■ POLECENIE 1
Przedstaw jako numerowaną listę wiersze rekordów od wiersza zawierającego „Where can the metal” do wiersza zawierającego „<point>416,898</point>” włącznie, bez pustych wierszy. W odpowiedzi pomiń obrazy.

════════

Lionel Messi
Quimi Ortiz / SplashNews.com/East News
Autor Aleksy Kiełbasa - 6 Października 2020

Messi to już nie tylko nazwisko. Legendarny piłkarz zrobił nieoczekiwany ruch

Lionel Messi wygrał w sądzie proces, który ciągnął się za piłkarzem już niemal 10 lat. Od niedawna nazwisko Messi nie będzie już samym nazwiskiem. Piłkarz zagwarantował sobie na sali sądowej, że „Messi” stanie się także znakiem towarowym. Gwiazdor musiał stoczyć walkę z jedną z firm odzieżowych.

Lionel Messi jest jedną z najpopularniejszych osób świata sportu na świecie. Nazwisko „Messi” zna niemal każdy, nawet ten, kto sportem interesuje się tylko w niedzielę, albo i rzadziej. W sierpniu 2011 roku piłkarz wystąpił do Urzędu Unii Europejskiej do spraw Własności Intelektualnej o rejestrację unijnego znaku towarowego „Messi” dla artykułów sportowych, a także odzieży sportowej. Jednak gwiazdor napotkał ogromny problem.

════════

■ POLECENIE 2
Kiedy, według tekstu o Lionelu Messim, piłkarz wystąpił o rejestrację unijnego znaku towarowego „Messi”?

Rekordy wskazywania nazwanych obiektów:
════════

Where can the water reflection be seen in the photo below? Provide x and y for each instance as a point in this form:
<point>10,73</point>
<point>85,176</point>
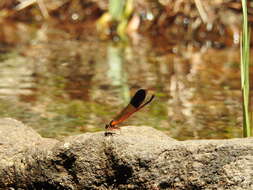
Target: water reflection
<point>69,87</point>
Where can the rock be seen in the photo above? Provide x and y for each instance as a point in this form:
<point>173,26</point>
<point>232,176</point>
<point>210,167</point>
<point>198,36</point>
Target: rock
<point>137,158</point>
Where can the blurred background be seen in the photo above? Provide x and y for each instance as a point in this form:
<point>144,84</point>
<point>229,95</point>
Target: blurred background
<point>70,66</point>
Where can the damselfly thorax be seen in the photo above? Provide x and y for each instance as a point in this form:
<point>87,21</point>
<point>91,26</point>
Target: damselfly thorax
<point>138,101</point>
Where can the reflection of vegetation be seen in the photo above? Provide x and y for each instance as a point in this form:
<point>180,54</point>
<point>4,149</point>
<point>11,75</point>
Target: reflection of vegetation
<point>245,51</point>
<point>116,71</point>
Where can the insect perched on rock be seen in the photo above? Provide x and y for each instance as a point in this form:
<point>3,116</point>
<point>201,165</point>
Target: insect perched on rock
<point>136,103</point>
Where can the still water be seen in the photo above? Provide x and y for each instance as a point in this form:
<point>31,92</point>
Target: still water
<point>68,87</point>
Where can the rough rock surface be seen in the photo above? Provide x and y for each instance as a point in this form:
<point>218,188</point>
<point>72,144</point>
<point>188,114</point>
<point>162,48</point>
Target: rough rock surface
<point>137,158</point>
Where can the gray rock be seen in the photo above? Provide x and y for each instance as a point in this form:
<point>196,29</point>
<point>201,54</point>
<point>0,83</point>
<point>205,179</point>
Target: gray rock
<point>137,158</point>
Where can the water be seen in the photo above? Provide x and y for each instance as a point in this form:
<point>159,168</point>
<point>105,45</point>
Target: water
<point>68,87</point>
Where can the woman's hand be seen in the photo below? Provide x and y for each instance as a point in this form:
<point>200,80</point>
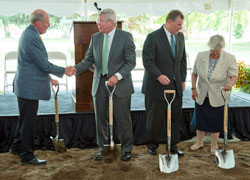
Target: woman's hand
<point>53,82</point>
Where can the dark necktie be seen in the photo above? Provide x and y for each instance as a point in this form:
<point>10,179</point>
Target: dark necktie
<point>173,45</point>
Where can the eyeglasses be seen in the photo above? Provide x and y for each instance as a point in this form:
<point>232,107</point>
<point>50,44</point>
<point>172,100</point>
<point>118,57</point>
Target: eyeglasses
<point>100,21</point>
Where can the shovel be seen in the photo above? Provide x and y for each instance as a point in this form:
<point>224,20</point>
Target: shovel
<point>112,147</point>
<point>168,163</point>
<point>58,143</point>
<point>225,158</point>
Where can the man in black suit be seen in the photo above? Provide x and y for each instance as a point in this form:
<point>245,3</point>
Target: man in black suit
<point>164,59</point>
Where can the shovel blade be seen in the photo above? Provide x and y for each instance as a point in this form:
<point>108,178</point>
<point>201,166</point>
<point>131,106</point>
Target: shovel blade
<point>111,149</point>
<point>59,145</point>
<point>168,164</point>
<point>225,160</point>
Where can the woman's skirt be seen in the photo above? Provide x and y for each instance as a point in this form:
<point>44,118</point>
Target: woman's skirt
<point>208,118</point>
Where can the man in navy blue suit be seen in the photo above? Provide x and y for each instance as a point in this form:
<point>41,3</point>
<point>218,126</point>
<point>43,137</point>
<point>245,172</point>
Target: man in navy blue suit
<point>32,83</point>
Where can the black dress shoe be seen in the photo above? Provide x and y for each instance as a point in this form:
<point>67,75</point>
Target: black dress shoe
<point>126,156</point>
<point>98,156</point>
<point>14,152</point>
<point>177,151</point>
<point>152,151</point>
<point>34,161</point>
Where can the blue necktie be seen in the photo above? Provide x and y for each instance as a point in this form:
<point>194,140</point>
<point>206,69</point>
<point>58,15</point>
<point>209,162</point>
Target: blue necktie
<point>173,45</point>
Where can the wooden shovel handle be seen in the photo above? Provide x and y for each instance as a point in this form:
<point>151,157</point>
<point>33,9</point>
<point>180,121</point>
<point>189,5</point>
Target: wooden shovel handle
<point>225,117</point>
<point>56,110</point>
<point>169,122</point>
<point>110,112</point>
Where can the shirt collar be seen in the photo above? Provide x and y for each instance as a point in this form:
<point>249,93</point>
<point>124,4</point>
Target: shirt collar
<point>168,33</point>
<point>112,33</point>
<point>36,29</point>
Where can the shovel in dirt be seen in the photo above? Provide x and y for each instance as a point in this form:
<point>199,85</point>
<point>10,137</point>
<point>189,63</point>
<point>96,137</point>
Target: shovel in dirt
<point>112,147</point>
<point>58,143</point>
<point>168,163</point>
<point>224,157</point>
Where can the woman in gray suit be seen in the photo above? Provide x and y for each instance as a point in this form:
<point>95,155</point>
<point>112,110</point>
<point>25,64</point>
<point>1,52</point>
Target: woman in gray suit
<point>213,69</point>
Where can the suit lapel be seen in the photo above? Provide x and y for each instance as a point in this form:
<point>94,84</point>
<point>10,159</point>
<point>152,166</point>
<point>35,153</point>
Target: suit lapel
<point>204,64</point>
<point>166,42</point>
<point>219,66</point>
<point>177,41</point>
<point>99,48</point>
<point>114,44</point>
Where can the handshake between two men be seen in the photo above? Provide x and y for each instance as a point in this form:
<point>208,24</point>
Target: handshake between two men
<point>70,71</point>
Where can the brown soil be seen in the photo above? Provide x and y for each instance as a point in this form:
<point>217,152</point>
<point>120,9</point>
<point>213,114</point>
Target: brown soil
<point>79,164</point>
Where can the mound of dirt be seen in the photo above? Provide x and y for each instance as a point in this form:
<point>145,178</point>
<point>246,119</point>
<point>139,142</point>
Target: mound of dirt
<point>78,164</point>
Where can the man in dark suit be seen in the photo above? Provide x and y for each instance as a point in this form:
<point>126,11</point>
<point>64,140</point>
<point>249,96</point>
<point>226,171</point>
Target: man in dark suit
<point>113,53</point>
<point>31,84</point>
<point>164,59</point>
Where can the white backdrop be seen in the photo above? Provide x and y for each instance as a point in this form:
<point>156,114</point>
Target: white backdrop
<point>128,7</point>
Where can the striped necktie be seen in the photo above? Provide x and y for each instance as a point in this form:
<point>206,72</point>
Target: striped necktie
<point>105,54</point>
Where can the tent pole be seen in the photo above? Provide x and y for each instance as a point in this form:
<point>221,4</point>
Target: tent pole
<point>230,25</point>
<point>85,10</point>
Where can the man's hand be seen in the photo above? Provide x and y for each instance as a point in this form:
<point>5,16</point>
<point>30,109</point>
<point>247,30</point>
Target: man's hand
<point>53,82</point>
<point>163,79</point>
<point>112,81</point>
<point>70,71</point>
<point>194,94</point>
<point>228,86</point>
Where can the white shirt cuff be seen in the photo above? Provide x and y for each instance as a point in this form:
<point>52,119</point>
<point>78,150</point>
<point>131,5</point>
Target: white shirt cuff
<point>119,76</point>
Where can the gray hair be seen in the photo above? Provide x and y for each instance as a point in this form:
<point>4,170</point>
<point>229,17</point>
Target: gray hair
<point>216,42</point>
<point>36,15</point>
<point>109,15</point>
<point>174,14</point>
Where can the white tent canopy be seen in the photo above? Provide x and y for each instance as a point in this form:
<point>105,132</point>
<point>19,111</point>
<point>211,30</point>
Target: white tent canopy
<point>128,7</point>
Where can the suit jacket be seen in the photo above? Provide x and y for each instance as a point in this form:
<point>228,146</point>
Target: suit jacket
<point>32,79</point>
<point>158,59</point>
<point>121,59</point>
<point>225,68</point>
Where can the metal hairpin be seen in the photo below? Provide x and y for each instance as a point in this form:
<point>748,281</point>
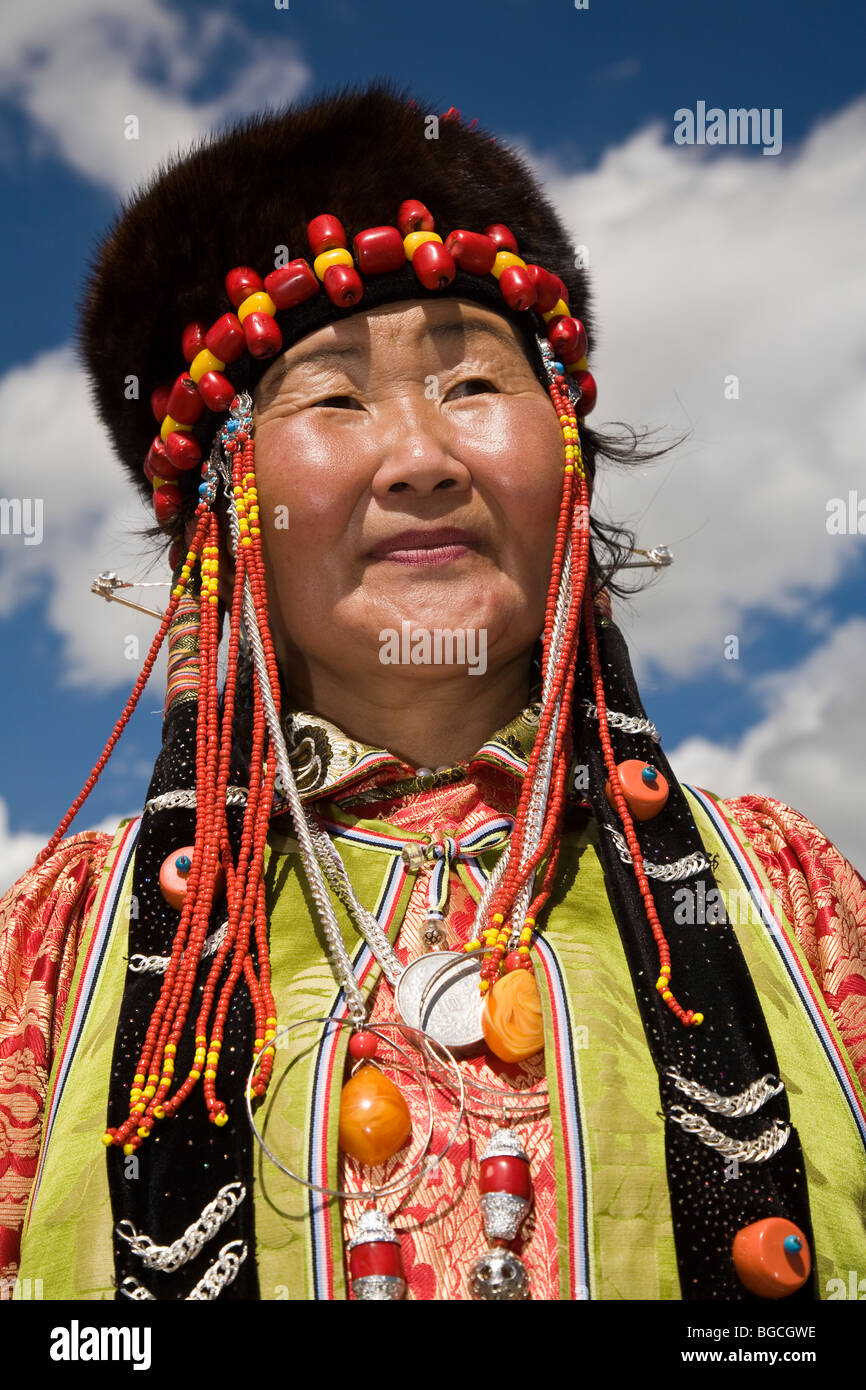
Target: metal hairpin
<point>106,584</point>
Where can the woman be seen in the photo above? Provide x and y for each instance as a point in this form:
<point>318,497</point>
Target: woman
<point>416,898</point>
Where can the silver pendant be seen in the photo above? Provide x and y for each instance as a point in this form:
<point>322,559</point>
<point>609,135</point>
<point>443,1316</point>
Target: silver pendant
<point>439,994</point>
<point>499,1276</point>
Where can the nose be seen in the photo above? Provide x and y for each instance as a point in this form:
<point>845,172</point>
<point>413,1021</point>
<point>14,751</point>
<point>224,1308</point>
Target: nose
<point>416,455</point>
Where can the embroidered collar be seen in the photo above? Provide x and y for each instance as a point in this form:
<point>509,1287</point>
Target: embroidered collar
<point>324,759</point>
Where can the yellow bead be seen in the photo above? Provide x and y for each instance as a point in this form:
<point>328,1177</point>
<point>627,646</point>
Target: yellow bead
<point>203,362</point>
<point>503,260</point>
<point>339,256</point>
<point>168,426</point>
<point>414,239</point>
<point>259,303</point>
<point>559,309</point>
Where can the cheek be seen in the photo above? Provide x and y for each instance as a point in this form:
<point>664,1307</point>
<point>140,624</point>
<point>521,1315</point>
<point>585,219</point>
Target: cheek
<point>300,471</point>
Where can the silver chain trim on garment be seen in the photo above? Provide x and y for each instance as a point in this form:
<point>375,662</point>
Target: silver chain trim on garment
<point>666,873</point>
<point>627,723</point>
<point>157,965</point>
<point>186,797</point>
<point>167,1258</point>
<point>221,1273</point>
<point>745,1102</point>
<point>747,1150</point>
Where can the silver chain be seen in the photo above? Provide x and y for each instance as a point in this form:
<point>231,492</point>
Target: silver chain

════════

■ ODPOWIEDŹ 1
1. Where can the metal hairpin be seen in the photo below? Provide x and y for each instance as a point in this form:
2. <point>748,281</point>
3. Target: metal hairpin
4. <point>106,584</point>
5. Where can the woman be seen in the photo above? Provide x and y for each instance as a point in this form:
6. <point>318,497</point>
7. Target: woman
8. <point>416,898</point>

■ ODPOWIEDŹ 2
W sierpniu 2011 roku.